TEXT TO READ:
◇ ◇ ◇ ◇ ◇
On the other hand, in the technique of the embodiment shown in FIG. 8, the degree of separation between clusters in the distribution of the scatter chart 805 at the end of the 2000th epoch and that in the distribution of the scatter chart 810 at the end of the 4000th epoch are similar. That is, it can be construed that, in the technique of the embodiment, 2000 epochs of training are sufficient.

Thus, according to the technique of the embodiment, it is possible to terminate training with half of the number of epochs compared to the conventional technique of uniquely generating the same number of items of training data from each of a plurality of items of subject data. Also, as described above, according to the technique of the embodiment, it is possible to complete 1-epoch training in approximately ¼ of the time compared to the conventional technique, thereby completing the training in approximately ⅛ of the time in total. That is, the technique of the embodiment makes a great improvement in learning efficiency compared to the conventional technique.
◇ ◇ ◇ ◇ ◇
(Pointing data excerpts)
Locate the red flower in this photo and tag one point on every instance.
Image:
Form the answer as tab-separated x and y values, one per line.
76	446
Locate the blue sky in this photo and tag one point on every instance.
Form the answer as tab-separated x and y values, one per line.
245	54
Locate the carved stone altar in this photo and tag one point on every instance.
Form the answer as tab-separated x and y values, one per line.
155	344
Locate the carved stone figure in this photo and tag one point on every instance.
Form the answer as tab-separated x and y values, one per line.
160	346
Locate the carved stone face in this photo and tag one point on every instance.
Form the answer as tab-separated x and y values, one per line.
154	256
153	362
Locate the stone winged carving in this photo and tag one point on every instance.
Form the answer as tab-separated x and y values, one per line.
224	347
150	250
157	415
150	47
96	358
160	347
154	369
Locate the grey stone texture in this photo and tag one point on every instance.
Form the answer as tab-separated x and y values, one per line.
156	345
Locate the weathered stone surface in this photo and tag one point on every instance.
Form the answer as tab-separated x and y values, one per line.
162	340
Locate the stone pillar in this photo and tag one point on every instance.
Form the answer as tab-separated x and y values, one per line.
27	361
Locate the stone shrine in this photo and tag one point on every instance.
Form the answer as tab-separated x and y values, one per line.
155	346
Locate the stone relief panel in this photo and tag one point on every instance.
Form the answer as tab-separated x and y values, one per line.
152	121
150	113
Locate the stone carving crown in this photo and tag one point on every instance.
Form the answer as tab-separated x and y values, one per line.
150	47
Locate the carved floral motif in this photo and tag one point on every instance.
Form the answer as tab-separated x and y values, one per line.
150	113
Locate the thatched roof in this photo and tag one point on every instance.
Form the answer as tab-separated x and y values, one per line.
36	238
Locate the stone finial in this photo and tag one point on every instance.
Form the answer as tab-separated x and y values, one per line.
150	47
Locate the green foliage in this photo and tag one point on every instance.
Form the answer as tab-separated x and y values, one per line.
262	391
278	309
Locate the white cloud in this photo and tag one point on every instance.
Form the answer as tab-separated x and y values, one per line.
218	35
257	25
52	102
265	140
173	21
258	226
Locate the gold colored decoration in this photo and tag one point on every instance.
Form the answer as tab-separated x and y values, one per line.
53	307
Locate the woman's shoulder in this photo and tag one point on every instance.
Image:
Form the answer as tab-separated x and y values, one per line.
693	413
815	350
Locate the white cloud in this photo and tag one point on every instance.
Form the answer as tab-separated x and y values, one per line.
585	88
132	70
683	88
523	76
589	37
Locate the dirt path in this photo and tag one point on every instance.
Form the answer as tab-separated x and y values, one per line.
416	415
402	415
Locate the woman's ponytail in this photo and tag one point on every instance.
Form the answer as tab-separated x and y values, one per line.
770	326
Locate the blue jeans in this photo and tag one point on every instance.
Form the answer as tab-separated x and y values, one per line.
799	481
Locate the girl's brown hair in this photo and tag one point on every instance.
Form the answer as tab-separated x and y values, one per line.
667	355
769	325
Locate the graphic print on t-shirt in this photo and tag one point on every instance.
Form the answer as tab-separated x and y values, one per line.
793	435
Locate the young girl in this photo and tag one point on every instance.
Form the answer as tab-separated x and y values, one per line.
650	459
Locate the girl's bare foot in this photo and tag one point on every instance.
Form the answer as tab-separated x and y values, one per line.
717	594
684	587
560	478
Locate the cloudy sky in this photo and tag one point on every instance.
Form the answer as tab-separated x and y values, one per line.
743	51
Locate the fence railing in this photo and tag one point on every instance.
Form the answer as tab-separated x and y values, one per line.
◇ ◇ ◇ ◇ ◇
WHAT IS BEING ASKED:
Reproduce word for word the stretch of the passage on training epochs from "On the other" through "training are sufficient.".

RESULT OF THE TASK:
On the other hand, in the technique of the embodiment shown in FIG. 8, the degree of separation between clusters in the distribution of the scatter chart 805 at the end of the 2000th epoch and that in the distribution of the scatter chart 810 at the end of the 4000th epoch are similar. That is, it can be construed that, in the technique of the embodiment, 2000 epochs of training are sufficient.